DO THIS >>
Find each line in the items below that contains the word "target", and copy those lines.

DATA TO USE >>
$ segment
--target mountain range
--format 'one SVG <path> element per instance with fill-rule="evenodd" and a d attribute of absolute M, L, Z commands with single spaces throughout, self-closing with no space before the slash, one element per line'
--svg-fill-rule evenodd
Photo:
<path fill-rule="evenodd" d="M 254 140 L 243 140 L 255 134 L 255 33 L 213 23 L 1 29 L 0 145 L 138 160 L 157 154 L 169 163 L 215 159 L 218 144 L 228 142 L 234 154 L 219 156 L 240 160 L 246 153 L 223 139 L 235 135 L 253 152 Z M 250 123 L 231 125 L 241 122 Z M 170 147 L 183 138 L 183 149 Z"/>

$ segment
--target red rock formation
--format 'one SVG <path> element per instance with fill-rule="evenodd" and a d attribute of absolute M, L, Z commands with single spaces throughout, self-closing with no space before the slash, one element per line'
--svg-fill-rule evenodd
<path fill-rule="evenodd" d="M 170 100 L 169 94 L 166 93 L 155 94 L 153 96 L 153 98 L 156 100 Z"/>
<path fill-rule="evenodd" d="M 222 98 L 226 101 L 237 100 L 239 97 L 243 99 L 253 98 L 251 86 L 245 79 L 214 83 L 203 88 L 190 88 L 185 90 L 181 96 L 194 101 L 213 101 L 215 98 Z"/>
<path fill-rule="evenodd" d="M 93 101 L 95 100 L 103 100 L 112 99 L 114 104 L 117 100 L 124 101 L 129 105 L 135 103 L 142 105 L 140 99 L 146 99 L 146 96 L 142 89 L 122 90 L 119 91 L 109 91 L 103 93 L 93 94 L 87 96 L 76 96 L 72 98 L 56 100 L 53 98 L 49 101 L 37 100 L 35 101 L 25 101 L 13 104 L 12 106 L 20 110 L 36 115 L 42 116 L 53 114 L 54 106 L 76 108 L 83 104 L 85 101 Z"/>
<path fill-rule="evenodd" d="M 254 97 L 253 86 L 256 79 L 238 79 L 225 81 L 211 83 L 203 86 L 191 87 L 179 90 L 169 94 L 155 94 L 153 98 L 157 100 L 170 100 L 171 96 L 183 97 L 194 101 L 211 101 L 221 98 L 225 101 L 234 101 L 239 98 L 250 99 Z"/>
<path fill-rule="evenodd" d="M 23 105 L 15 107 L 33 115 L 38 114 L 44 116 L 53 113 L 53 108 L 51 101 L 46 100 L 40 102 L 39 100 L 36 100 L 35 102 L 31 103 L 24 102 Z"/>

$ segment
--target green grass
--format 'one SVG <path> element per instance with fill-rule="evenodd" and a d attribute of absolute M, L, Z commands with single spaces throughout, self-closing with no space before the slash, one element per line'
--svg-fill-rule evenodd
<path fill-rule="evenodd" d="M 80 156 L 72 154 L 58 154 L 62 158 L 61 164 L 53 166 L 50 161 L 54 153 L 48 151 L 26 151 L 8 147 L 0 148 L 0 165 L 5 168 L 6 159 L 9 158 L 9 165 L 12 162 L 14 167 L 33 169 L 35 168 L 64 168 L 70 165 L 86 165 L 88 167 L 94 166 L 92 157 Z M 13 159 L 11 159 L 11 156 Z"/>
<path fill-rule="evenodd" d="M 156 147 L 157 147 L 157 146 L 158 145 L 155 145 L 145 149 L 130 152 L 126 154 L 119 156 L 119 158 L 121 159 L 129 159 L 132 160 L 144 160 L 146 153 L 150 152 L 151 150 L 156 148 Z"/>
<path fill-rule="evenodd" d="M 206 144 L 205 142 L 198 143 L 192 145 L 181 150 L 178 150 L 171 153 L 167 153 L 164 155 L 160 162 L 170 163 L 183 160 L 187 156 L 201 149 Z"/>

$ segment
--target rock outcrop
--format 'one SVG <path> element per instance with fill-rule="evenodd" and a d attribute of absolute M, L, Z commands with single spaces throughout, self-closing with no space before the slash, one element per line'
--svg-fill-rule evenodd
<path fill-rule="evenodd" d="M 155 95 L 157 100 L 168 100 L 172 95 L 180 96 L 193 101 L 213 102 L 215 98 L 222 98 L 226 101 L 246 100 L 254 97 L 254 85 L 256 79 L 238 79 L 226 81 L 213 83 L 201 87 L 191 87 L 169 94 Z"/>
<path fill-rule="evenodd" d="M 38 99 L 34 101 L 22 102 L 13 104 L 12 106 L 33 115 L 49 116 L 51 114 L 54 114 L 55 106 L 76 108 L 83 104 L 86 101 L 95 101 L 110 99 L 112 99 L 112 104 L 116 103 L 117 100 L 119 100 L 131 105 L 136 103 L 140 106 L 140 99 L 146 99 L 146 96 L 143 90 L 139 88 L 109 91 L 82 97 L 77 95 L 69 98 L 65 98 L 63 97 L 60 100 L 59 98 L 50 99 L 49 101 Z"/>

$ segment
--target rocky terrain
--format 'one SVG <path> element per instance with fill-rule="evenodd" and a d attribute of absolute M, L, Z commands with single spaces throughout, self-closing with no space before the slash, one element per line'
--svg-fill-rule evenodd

SOLUTION FOR THIS TASK >>
--target mountain range
--target red rock formation
--target green grass
--target rock outcrop
--target rocky terrain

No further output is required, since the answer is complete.